> **SET TASK**:
Will you transcribe all the entries word for word, skipping the pictures they hold?

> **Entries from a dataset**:
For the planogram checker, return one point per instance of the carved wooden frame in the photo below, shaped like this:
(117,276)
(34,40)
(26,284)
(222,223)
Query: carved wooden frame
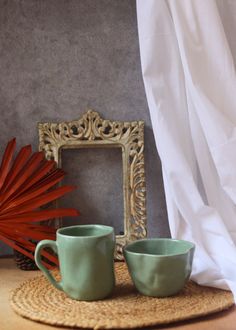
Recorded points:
(93,131)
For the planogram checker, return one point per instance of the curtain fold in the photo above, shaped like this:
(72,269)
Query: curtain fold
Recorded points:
(190,84)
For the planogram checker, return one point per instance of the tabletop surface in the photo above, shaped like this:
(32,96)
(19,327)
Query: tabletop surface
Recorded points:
(11,277)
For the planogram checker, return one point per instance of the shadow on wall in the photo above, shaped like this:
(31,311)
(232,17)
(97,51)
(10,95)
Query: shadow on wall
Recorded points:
(59,58)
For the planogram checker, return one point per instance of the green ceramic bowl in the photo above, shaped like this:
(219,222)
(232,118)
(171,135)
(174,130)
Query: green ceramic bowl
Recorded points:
(159,267)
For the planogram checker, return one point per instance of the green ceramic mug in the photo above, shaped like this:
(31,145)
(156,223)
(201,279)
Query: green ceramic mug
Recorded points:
(159,267)
(86,259)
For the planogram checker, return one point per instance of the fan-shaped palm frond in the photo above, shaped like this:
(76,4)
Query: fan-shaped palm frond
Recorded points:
(27,183)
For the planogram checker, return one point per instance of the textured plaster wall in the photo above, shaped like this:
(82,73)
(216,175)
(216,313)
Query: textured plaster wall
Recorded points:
(60,57)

> **SOLUTION FOR THIS TASK**:
For the planogram checker, return one point per instance of the carved wooden frame in the photo below, shaped like this:
(117,276)
(34,40)
(26,284)
(222,223)
Query: carved wooden frame
Recorded points:
(93,131)
For the planogram checker, return one point per instance of the curtain fold in the photo above, shaped like this:
(72,269)
Query: curtain fold
Recorded points:
(190,84)
For the planogram checker, return one point per instance of the tabletop surface in the photo above, shaped like this:
(32,96)
(19,327)
Query: tabletop surface
Recorded points:
(11,277)
For the planogram checker, return one point per instance of the shadow on wall in the photo above, shaped like this:
(31,311)
(232,17)
(97,51)
(10,95)
Query: shadow on wall
Recorded points:
(59,58)
For the planogram checker, return one point per instance of the green ceramic bowl in the photo above, shaped like this:
(219,222)
(232,118)
(171,135)
(174,130)
Query: green ceramic bowl
Recorded points:
(159,267)
For the planogram checker, return one point per instance of the green ceramic mug in the photo above, shaped like this:
(31,145)
(156,223)
(201,279)
Query: green ceramic mug
Recorded points:
(159,267)
(86,259)
For the planogram checker, return one point per instance of the fan-shaped palm frond in the photo above, shaped like this:
(76,4)
Query: fan-shaped palm frond
Recorded points:
(27,183)
For the planogram checker, return one point per instance of the textured plaster wall in the photo above, shaped like this:
(82,73)
(216,175)
(216,313)
Query: textured plaster wall
Recorded points:
(60,57)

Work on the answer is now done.